#### Given text

We don’t have to look far in the press these days to see that the freighter fleets are fast falling out of favour with the world’s scheduled airlines.

Day by day comes news of another parked 747-400F, once the queen of the cargo skies. It was also the backbone of the business case for cargo, yet increasingly even the best and most innovative minds in the airline business cannot make it work.

The list goes on: retirements from names such as EVA Air, NCA, Air France-KLM, Air China Cargo, Cathay and Korean – all disposing of aircraft in one way or another in the past year. It is estimated that close to 25% of the world’s 747F fleet is now parked. Some have since returned to service, but that has occurred due to terms and conditions that were unheard of a few years ago.

Two carriers have leased 747-400ERFs on a “power by the hour” basis. That means if they don’t fly them for any period of time, they don’t pay. Lease rates on used 747-400Fs and ERFs have fallen to levels that are half of what you would have paid for an MD11F a few years ago.

Some have taken advantage of this to renew their fleets with much better equipment, such as Centurion and Kalitta. They have established all-cargo business cases, and this will only help them to control costs and make their model more sustainable. However, there will still be a lot of very good aircraft out there which will not be picked up and will remain parked for some time to come – or perhaps never return to service, just used for parts instead.

########

**Goals**
A - Reproduce the passage on freighter fleets from "Two carriers have" to "MD11F a few years ago.", preserving every word and punctuation mark.
B - Identify every carrier that the passage on freighter fleets names as having disposed of aircraft in the past year.

#### Available data

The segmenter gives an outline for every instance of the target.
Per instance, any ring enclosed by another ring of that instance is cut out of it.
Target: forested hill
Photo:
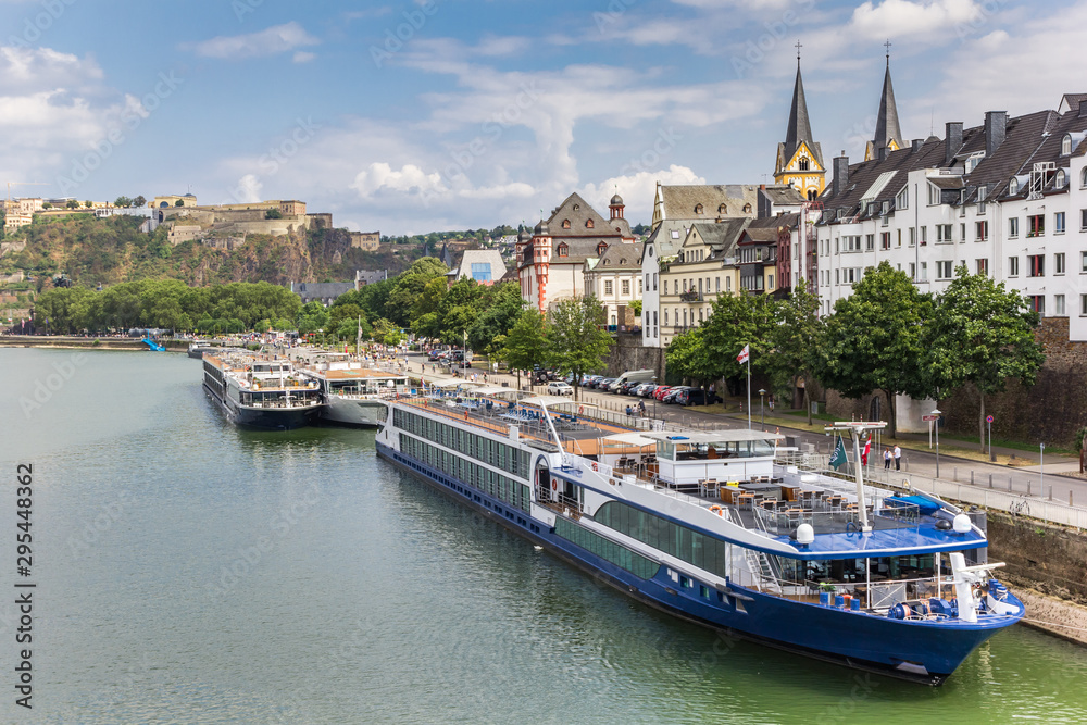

########

**The results**
A -
Two carriers have leased 747-400ERFs on a “power by the hour” basis. That means if they don’t fly them for any period of time, they don’t pay. Lease rates on used 747-400Fs and ERFs have fallen to levels that are half of what you would have paid for an MD11F a few years ago.

B -
EVA Air
NCA
Air France-KLM
Air China Cargo
Cathay
Korean